====== ENTRIES SUPPLIED ======
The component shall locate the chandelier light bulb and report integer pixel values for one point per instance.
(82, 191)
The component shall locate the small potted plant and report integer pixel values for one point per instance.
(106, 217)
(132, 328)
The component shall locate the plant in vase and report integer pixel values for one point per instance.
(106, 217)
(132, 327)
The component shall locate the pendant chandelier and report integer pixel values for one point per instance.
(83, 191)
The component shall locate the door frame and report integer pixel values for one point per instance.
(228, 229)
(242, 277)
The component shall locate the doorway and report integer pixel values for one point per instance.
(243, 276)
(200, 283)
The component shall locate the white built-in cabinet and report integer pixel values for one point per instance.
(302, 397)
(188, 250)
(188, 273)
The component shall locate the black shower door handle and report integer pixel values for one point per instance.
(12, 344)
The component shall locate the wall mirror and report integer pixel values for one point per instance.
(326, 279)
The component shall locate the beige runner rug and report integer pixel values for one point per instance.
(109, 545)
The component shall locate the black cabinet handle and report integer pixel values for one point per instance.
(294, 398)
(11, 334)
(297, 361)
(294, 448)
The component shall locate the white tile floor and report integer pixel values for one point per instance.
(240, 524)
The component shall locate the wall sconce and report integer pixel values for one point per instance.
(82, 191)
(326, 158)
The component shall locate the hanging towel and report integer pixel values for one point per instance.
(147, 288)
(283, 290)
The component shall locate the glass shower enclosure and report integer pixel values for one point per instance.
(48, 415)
======
● **TASK TO CARRY OUT**
The "The component shall locate the pendant" line through the last line above: set these down exactly and add nothing else.

● **SOLUTION BELOW**
The component shall locate the pendant chandelier and report integer pixel values for one point per instance.
(83, 191)
The component shall locate the door frame and report integer pixel values for one point per instance.
(228, 229)
(242, 277)
The component shall locate the doorway and report integer pixel values for one point per instance.
(243, 276)
(200, 283)
The component shall locate the white built-in cabinet and report integer pixel values for one point per instance.
(302, 397)
(188, 250)
(188, 273)
The component shall locate the black shower door handle and report integer pixel values for one point per instance.
(12, 344)
The component shall locate the wall mirror and report integer pixel values for one point per instance.
(326, 279)
The component shall locate the beige runner rug and report integer pixel values for one point per instance.
(109, 545)
The component shall locate the black cabinet handle and report integer pixel values for one point per instance.
(294, 398)
(11, 334)
(297, 361)
(294, 448)
The component shall locate the white tile floor and report integer pixel values for one point per instance.
(240, 524)
The component shall locate the wall sconce and report integer pixel values for one point per instance.
(82, 191)
(326, 158)
The component shall locate the hanging towel and report integer pixel values for one point per instance.
(147, 288)
(283, 290)
The component shall locate the glass shower enclosure and report integer pixel values for one point per instance.
(48, 415)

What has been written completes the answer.